* **TO BE DONE**
Pictures excluded, copy word for word the lines from the one holding "In the photograph above, where can the patio" through the last line below.

* **DATA FOR THE TASK**
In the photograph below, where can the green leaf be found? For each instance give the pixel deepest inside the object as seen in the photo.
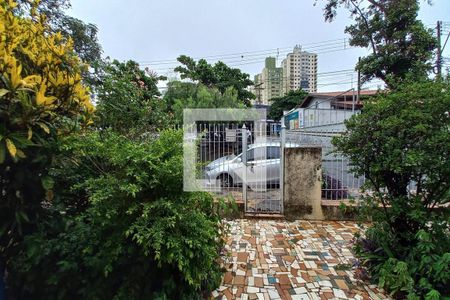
(2, 153)
(11, 147)
(47, 182)
(3, 92)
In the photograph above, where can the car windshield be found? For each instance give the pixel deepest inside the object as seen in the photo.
(257, 153)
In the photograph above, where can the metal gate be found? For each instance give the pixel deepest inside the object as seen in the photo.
(243, 160)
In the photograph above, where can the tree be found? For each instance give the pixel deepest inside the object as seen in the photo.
(219, 76)
(287, 102)
(84, 36)
(42, 98)
(181, 95)
(401, 143)
(128, 99)
(401, 46)
(140, 236)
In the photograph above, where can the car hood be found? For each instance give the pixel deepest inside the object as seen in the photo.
(220, 161)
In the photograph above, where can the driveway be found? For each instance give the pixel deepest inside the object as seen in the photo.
(292, 260)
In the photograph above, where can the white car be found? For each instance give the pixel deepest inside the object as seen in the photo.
(263, 165)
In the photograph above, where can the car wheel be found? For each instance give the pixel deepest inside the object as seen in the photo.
(225, 180)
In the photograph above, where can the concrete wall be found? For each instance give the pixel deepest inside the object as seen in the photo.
(302, 183)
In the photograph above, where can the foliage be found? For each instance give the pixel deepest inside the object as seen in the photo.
(219, 76)
(401, 45)
(41, 99)
(401, 142)
(140, 237)
(182, 95)
(128, 99)
(84, 36)
(285, 103)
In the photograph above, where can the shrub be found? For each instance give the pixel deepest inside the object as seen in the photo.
(401, 143)
(41, 99)
(139, 237)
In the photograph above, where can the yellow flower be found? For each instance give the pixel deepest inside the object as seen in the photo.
(41, 99)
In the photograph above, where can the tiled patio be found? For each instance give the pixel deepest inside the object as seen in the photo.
(292, 260)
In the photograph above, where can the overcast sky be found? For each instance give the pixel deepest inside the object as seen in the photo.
(155, 33)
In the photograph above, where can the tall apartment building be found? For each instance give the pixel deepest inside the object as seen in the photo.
(268, 84)
(299, 71)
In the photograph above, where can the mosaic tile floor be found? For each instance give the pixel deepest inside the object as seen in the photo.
(291, 260)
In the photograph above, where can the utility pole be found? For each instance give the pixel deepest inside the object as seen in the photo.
(359, 81)
(258, 90)
(439, 53)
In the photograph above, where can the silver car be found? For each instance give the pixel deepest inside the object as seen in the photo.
(263, 165)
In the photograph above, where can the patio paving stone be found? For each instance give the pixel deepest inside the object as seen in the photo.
(291, 260)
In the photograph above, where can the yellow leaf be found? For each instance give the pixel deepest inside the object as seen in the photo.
(30, 133)
(11, 147)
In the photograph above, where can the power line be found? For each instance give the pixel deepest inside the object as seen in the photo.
(251, 53)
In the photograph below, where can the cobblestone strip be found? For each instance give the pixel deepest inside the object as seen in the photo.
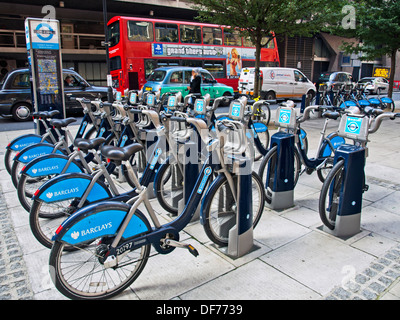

* **EXERCISE RESPONSE**
In the photograph above, where can the patio paving stone be found? For each instance give the pixel deepest inside the object as seen in the photo.
(291, 260)
In the photograph above, where can the yellow leaf be found? For each instance give the pixel deepest inside the object as seen in the photo.
(30, 133)
(11, 147)
In the photograph above, where can the power line be found? For each instance give the pixel deepest inside the object as seen in the photo.
(251, 53)
In the photograph below, where can the cobblestone strip be found? For each instance give the pixel deepest inside the object as seen in the photo.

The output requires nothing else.